_DIRECTIVE_. Turn the lines below, from the line with "the tree trunk." through the line with "87 L 28 100", into a numbered list and leave out any blank lines.

_SUPPLIED DATA_.
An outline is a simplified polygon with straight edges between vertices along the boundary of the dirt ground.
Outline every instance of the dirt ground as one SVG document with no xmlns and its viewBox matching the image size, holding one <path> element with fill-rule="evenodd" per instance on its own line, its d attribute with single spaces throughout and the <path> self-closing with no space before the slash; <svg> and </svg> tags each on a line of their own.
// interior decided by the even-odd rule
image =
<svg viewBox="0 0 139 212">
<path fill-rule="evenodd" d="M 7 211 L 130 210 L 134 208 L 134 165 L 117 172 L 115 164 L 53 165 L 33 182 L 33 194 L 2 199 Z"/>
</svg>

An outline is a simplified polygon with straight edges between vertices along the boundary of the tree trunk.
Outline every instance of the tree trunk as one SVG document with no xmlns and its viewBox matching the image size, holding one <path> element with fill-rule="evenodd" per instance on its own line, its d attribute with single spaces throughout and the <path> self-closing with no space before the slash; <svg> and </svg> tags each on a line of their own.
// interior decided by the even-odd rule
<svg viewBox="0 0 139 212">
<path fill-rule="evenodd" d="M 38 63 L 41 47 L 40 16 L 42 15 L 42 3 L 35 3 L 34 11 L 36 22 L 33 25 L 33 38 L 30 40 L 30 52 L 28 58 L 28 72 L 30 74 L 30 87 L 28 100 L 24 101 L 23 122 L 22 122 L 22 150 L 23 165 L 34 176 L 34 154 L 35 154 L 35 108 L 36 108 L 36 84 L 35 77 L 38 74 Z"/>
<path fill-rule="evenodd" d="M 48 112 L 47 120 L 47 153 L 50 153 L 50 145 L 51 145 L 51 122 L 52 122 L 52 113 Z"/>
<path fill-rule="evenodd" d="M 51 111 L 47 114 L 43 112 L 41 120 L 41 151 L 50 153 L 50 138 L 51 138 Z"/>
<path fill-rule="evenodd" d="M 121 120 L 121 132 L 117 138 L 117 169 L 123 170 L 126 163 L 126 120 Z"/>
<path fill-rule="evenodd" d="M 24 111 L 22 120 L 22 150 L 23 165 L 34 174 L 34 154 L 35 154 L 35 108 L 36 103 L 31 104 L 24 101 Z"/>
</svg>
--
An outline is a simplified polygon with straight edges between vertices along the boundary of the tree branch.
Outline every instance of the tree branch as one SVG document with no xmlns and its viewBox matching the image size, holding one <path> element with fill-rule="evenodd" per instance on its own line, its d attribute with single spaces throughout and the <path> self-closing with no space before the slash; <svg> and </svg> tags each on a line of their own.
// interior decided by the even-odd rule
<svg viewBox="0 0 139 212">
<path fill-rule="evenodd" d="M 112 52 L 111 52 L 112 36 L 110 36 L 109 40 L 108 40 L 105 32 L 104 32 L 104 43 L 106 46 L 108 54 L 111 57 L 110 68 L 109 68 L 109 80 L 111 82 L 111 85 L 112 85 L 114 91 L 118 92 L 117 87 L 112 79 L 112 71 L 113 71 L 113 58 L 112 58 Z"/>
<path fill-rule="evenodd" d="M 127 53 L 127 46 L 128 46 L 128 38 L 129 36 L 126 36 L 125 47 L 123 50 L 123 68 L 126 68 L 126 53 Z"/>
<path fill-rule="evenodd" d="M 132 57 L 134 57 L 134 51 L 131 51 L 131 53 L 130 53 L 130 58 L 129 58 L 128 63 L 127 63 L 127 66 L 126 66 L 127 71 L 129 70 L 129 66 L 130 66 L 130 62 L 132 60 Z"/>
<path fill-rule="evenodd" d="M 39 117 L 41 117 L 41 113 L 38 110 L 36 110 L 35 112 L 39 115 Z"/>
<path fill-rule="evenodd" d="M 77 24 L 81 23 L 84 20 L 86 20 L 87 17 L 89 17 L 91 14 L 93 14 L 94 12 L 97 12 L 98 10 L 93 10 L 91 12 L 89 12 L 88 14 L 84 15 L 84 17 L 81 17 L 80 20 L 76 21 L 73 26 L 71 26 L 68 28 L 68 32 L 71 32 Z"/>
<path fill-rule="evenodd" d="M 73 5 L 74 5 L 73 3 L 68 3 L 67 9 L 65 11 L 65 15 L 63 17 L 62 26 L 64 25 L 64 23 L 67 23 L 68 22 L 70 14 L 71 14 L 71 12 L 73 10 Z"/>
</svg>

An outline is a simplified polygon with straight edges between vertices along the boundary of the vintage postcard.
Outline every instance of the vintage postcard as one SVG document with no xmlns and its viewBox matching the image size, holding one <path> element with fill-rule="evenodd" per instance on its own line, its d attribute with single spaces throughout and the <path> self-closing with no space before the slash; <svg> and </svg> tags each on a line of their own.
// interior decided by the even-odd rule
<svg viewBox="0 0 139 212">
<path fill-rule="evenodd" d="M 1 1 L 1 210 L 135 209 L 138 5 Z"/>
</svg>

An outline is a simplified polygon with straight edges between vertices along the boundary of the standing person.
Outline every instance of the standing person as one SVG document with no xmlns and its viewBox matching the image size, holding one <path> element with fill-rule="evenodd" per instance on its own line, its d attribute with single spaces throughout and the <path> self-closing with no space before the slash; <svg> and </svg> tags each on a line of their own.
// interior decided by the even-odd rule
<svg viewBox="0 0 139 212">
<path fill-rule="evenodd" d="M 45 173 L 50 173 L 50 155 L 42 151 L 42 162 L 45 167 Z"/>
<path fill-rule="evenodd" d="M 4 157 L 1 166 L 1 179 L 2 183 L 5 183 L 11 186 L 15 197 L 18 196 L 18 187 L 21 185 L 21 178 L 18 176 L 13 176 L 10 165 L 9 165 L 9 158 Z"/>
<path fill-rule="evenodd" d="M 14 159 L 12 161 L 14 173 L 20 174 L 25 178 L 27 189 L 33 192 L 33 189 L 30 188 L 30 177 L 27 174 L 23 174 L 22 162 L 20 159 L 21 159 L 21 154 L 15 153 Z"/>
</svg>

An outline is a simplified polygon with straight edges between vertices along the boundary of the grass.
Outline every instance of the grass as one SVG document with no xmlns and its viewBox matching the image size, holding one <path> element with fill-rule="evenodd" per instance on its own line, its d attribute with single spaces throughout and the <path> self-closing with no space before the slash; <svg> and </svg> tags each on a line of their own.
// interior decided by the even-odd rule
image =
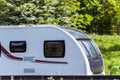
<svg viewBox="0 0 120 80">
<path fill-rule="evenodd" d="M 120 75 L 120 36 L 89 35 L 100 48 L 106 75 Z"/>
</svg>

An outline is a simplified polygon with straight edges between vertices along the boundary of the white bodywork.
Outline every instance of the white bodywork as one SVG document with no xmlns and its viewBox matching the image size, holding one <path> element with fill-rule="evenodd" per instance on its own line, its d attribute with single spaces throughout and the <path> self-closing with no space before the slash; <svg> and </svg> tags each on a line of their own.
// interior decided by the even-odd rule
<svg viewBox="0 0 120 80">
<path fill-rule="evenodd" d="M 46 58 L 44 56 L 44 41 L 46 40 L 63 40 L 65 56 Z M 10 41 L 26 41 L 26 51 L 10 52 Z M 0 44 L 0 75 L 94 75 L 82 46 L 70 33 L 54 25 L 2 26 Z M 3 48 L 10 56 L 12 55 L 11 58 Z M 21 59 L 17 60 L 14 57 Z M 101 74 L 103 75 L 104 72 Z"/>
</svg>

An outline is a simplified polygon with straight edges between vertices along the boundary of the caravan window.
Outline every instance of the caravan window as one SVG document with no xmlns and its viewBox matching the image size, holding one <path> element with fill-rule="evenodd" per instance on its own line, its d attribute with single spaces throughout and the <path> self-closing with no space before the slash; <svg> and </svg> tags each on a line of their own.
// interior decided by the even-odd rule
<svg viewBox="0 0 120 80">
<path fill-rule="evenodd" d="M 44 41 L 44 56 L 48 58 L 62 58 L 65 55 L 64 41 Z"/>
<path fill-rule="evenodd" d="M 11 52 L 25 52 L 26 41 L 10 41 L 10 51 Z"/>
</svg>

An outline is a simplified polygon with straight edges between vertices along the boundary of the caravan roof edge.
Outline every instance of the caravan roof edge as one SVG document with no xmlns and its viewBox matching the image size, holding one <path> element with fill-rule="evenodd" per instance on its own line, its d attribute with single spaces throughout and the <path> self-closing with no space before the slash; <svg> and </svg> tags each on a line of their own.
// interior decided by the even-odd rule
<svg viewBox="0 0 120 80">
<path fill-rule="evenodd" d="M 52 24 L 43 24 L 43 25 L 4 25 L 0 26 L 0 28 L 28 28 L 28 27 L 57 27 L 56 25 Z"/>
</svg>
...
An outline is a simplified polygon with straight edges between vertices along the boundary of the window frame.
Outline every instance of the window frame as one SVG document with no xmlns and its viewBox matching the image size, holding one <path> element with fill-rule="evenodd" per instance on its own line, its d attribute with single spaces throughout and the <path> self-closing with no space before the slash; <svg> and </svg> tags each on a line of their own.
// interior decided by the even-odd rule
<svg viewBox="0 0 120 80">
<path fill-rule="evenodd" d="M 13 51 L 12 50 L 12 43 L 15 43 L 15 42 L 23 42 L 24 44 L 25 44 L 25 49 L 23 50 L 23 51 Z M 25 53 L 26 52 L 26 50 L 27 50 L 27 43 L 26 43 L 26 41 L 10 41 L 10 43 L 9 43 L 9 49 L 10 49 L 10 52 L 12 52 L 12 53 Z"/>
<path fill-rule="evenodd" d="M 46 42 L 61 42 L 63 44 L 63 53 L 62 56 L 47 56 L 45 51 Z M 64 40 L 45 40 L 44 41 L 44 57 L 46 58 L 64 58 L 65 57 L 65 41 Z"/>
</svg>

_WRITTEN ANSWER_.
1. An outline is a simplified polygon with straight edges between vertices along the boundary of the tree trunk.
2. Outline every instance of the tree trunk as one SVG document with no xmlns and its viewBox matching the image size, holding one <path> element with fill-rule="evenodd" per instance on its own line, its d attribute with single spaces throughout and the <path> self-closing with no space before the slash; <svg> and </svg> tags each on a line of their own.
3. // interior decided by the even-odd rule
4. <svg viewBox="0 0 139 212">
5. <path fill-rule="evenodd" d="M 38 63 L 41 47 L 40 16 L 42 15 L 42 3 L 35 3 L 34 11 L 36 22 L 33 25 L 33 38 L 30 40 L 30 52 L 28 58 L 28 72 L 30 74 L 30 87 L 28 100 L 24 101 L 23 122 L 22 122 L 22 150 L 23 165 L 34 176 L 34 154 L 35 154 L 35 108 L 36 108 L 36 84 L 35 77 L 38 74 Z"/>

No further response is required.